**WHAT YOU NEED TO DO:**
From the seminar announcement, extract everything from "Jones, C. R., Trott, S., &" down to "Computational Linguistics12, 803-819.", copying it word for word.

[[ PASSAGE SHOWN, beginning ]]

Séminaire DIC-ISC-CRIA - 9 octobre 2025 par Sean TROTT

Sean TROTT - 9 octobre 2025 à 10h30 au PK-5115 (201, ave President-Kennedy, 5e étage)

TITRE : Epistemological challenges in the study of “Theory of Mind” in LLMs and humans

RÉSUMÉ 

Humans reason about others’ beliefs—a key aspect of Theory of Mind. Can this emerge from language statistics alone? I present evidence that large language models show some sensitivity to implied belief states in text, though consistently below human levels. This suggests distributional learning is partly but not fully sufficient for Theory of Mind. I then examine epistemological challenges in treating LLMs as “model organisms,” including construct validity and distinguishing genuine generalization from pattern-matching. I argue that addressing these challenges opens opportunities for methodological innovation in both Cognitive Science and AI.

BIOGRAPHIE

Sean TROTT, Assistant Teaching Professor in the Department of Cognitive Science, and the Computational Social Science program at UC San Diego, uses Large Language Models (LLMs) as "model organisms" to study human language and cognition ("LLM-ology"). He investigates how computational models of language can cast light on meaning representation, Theory of Mind, pragmatic inference, and lexical ambiguity. He combines behavioral experiments, computational modeling, and corpus analysis to study how humans process language and how LLMs can serve as cognitive models. Trott is also founder of "The Counterfactual," a newsletter exploring the intersection of Cognitive Science, AI, and methodology.

RÉFÉRENCES

Jones, C. R., Trott, S., & Bergen, B. (2024). Comparing humans and large language models on an Experimental Protocol Inventory for Theory of Mind Evaluation (EPITOME)Transactions of the Association for Computational Linguistics12, 803-819. 

Trott, S., Jones, C., Chang, T., Michaelov, J., & Bergen, B. (2023). Do large language models know what humans know? Cognitive Science47(7), e13309.

[[ PASSAGE SHOWN, end ]]
[[ EXTRACTED DATA, beginning ]]

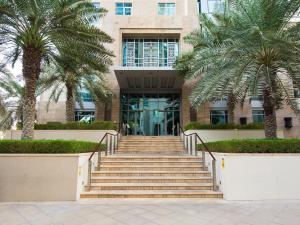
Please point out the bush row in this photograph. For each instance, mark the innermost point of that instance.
(45, 146)
(97, 125)
(201, 126)
(255, 146)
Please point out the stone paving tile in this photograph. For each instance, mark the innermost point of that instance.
(151, 212)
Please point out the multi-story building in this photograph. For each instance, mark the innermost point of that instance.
(148, 94)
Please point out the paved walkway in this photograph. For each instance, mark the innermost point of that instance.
(151, 212)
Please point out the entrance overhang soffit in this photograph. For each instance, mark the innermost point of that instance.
(149, 78)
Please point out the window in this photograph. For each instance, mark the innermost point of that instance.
(258, 116)
(86, 97)
(85, 116)
(96, 22)
(166, 9)
(296, 91)
(150, 52)
(96, 5)
(210, 6)
(193, 114)
(218, 116)
(123, 8)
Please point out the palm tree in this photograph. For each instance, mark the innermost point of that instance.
(12, 94)
(74, 77)
(209, 34)
(259, 55)
(36, 31)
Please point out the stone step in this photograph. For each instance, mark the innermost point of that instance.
(152, 194)
(151, 179)
(151, 158)
(151, 142)
(151, 168)
(151, 186)
(150, 147)
(150, 173)
(150, 163)
(149, 153)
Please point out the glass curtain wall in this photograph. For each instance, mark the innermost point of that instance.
(151, 114)
(150, 52)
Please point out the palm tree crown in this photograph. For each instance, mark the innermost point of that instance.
(37, 30)
(258, 55)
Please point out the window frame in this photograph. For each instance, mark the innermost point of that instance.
(208, 10)
(258, 115)
(123, 7)
(224, 114)
(78, 118)
(166, 8)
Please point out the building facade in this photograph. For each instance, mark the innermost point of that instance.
(148, 94)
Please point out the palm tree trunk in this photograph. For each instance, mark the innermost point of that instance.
(99, 111)
(231, 107)
(31, 71)
(270, 114)
(70, 103)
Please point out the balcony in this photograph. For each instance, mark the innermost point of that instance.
(150, 52)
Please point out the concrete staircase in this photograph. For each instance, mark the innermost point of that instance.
(151, 167)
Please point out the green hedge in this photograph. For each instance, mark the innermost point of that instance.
(255, 146)
(45, 146)
(97, 125)
(201, 126)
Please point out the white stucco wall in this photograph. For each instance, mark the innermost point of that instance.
(219, 135)
(43, 177)
(258, 176)
(79, 135)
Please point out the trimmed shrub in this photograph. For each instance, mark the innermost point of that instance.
(97, 125)
(201, 126)
(255, 146)
(45, 146)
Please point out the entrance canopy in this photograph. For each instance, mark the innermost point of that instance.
(152, 78)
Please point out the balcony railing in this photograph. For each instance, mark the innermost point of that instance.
(150, 52)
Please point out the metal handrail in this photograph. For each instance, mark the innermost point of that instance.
(203, 154)
(99, 150)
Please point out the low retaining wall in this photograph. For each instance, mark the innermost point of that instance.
(220, 135)
(43, 177)
(257, 176)
(79, 135)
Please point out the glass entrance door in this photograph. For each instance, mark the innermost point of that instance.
(135, 123)
(151, 114)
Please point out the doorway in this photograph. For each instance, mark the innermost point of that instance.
(151, 114)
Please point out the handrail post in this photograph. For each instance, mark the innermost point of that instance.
(191, 144)
(214, 175)
(111, 144)
(195, 143)
(89, 175)
(203, 157)
(99, 156)
(107, 145)
(115, 143)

[[ EXTRACTED DATA, end ]]

**THE ANSWER:**
Jones, C. R., Trott, S., & Bergen, B. (2024). Comparing humans and large language models on an Experimental Protocol Inventory for Theory of Mind Evaluation (EPITOME)Transactions of the Association for Computational Linguistics12, 803-819.